SUPPLIED MATERIAL below:

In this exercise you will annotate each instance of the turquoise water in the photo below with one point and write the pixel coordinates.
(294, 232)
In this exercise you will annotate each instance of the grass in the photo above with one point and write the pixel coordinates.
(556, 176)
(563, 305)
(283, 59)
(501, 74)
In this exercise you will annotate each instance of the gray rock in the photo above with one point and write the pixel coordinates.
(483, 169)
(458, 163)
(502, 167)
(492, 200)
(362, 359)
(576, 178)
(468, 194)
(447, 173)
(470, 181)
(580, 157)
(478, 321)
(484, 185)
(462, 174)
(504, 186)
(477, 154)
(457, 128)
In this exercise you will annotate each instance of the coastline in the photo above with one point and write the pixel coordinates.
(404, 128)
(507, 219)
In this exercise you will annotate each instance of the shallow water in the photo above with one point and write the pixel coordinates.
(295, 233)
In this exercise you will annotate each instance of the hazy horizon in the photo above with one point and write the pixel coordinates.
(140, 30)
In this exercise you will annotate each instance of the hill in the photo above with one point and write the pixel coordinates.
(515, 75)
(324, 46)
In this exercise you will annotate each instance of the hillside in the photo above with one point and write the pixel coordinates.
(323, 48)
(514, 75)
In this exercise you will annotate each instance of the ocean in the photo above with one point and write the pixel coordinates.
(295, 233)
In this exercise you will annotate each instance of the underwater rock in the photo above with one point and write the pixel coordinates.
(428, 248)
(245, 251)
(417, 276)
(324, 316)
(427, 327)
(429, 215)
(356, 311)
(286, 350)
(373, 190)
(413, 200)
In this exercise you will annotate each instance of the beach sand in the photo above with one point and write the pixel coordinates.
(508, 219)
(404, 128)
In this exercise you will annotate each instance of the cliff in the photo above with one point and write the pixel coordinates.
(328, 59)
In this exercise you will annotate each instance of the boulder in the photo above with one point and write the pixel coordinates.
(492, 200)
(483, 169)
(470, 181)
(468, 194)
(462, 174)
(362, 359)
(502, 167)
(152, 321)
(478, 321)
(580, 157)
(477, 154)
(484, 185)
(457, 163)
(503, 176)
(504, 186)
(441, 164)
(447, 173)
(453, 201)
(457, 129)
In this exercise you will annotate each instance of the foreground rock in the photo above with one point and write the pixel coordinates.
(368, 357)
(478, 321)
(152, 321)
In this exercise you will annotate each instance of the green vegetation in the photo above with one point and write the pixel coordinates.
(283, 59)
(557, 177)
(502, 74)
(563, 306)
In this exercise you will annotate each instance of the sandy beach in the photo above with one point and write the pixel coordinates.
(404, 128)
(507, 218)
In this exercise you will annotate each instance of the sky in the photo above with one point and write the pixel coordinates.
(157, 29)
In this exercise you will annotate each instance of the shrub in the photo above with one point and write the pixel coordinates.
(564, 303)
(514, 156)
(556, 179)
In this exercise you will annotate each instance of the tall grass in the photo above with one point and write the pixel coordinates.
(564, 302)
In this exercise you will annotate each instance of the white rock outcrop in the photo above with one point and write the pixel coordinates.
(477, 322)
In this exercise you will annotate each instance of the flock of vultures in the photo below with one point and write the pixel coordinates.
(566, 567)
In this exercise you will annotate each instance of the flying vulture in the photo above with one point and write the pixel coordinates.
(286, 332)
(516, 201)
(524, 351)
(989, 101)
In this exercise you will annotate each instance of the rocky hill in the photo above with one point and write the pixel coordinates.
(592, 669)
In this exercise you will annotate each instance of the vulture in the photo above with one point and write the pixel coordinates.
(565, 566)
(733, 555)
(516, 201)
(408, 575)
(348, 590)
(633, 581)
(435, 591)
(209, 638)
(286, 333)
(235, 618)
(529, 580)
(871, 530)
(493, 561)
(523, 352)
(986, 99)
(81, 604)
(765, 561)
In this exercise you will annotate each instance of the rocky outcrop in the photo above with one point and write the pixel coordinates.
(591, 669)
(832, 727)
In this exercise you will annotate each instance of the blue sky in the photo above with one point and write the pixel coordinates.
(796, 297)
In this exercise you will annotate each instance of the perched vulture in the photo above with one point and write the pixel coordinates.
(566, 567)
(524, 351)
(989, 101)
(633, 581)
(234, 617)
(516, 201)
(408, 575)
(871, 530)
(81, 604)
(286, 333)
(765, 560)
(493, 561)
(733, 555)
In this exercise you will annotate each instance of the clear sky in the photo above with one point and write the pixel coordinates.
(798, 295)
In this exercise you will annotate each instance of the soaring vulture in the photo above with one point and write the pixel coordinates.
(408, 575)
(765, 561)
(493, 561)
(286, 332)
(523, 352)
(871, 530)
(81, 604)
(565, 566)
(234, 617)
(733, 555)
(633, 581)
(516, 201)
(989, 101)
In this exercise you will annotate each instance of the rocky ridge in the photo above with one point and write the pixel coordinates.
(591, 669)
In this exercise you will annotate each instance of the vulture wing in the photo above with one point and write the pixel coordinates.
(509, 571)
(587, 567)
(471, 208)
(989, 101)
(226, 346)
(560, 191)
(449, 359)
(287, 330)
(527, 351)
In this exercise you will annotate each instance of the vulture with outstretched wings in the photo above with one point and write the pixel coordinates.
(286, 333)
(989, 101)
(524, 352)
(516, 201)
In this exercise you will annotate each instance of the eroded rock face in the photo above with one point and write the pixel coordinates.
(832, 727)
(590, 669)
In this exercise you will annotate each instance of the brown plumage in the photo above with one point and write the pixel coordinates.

End of SUPPLIED MATERIAL.

• TASK ITEM: Reproduce the whole listing without changing anything.

• RESULT FOR THIS EXERCISE:
In this exercise you will annotate each instance of the turquoise water in the photo below with one point and write the pixel coordinates.
(294, 232)
In this exercise you will annotate each instance of the grass in the photo above with one point and write the pixel coordinates.
(556, 176)
(563, 305)
(283, 59)
(501, 74)
In this exercise you will annotate each instance of the gray rock in the photo above with one point and write the pixel coordinates.
(483, 169)
(458, 163)
(502, 167)
(492, 200)
(362, 359)
(576, 178)
(468, 194)
(447, 173)
(470, 181)
(580, 157)
(478, 321)
(484, 185)
(462, 174)
(504, 186)
(477, 154)
(457, 128)
In this exercise you will annotate each instance of the coastline in the photo above with one point and write the pixel coordinates.
(404, 128)
(507, 219)
In this exercise you will annotate each instance of the shallow water in the photo above with one point and write the pixel coordinates.
(295, 233)
In this exercise you will annotate each instance of the hazy horizon in the photo above with one point and write the pixel coordinates.
(140, 30)
In this exercise you will annotate each instance of the hill in the photo above with one point and write the pixel coordinates.
(515, 75)
(324, 46)
In this exercise you will annotate each instance of the hillside in the photo above with one point and write the pixel coordinates.
(323, 48)
(514, 75)
In this exercise you will annotate each instance of the ocean in the photo above with one point and write the pixel coordinates.
(295, 233)
In this exercise you will annotate each instance of the underwater rock in the photo above with one point and write the pixel coordinates.
(428, 248)
(245, 251)
(417, 276)
(324, 316)
(427, 327)
(429, 215)
(356, 311)
(286, 350)
(373, 190)
(413, 200)
In this exercise you will annotate each instance of the beach sand in the photo above with one point and write the pixel coordinates.
(508, 219)
(404, 128)
In this exercise you will annotate each instance of the cliff in the photo above with one point and write the pixel coordinates.
(328, 59)
In this exercise you will annotate each instance of the boulder in the photo above with one point and write the pixel coordinates.
(492, 200)
(483, 169)
(470, 181)
(468, 194)
(462, 174)
(362, 359)
(502, 167)
(152, 321)
(478, 321)
(580, 157)
(477, 154)
(484, 185)
(457, 163)
(503, 176)
(504, 186)
(441, 164)
(447, 173)
(453, 201)
(457, 129)
In this exercise you will annotate each instance of the foreground rock in the photo above with one point and write the pixel coordinates.
(368, 357)
(478, 321)
(152, 321)
In this exercise you will annotate each instance of the green vegetation in the photo above with one point and write the pixel coordinates.
(283, 59)
(557, 177)
(502, 74)
(563, 306)
In this exercise you will annotate each instance of the sandy beach in the photo above with one point and write the pixel coordinates.
(404, 128)
(507, 218)
In this exercise you will annotate each instance of the sky in the photo above with one point and write the pixel coordinates.
(157, 29)
In this exercise you will annotate each instance of the shrub in the photo above with one point and write the pixel coordinates.
(564, 303)
(514, 156)
(556, 179)
In this exercise you will annotate each instance of the tall grass in the photo above with one point and write the pixel coordinates.
(564, 302)
In this exercise you will annotate each instance of the white rock outcrop in the photo above with one point and write the pixel coordinates.
(477, 322)
In this exercise you will annotate each instance of the flock of vultures in the photo below with one point and write the pixel coordinates.
(566, 567)
In this exercise you will annotate each instance of the flying vulture in the photo above with one point and write the pixel coordinates.
(286, 332)
(516, 201)
(524, 351)
(989, 101)
In this exercise you will annotate each instance of the rocky hill in the photo above with one point and write the pixel coordinates.
(592, 669)
In this exercise you will annotate each instance of the vulture in the photo above with one point and write the pixel coordinates.
(565, 566)
(733, 555)
(516, 201)
(408, 575)
(348, 590)
(633, 581)
(435, 591)
(209, 638)
(286, 333)
(235, 618)
(529, 580)
(871, 530)
(493, 561)
(523, 352)
(986, 99)
(81, 604)
(765, 561)
In this exercise you will annotate each instance of the rocky outcrop in the photo above with one point and write the pixel coordinates.
(591, 669)
(832, 727)
In this exercise you will annotate each instance of the blue sky in the photo above with one point and write the pixel coordinates.
(796, 297)
In this exercise you will annotate each instance of the perched vulture in the photo above with one point and write the pixel coordinates.
(566, 567)
(524, 351)
(989, 101)
(633, 581)
(234, 617)
(516, 201)
(408, 575)
(871, 530)
(81, 604)
(286, 333)
(765, 560)
(493, 561)
(733, 555)
In this exercise you will annotate each instance of the clear sky in the photo above with one point and write the pixel coordinates.
(798, 295)
In this exercise you will annotate each instance of the soaring vulture in the photo above with one point and write the pixel coordinates.
(408, 575)
(765, 561)
(493, 561)
(286, 332)
(523, 352)
(871, 530)
(81, 604)
(565, 566)
(234, 617)
(733, 555)
(633, 581)
(516, 201)
(989, 101)
In this exercise you will annotate each instance of the rocky ridge in the photo above with one point and write the pixel coordinates.
(591, 669)
In this exercise you will annotate each instance of the vulture wing in the photo above with one point and write the pixel coordinates.
(509, 571)
(587, 567)
(471, 208)
(989, 101)
(226, 346)
(560, 191)
(449, 359)
(287, 330)
(527, 351)
In this exercise you will annotate each instance of the vulture with outstretched wings in the photo above with one point and write the pixel coordinates.
(286, 333)
(989, 101)
(524, 352)
(516, 201)
In this exercise you will annotate each instance of the eroded rock face in the photo above with one point and write the pixel coordinates.
(832, 727)
(590, 669)
In this exercise you will annotate each instance of the brown plumage in the photo above with one point and write the pixel coordinates.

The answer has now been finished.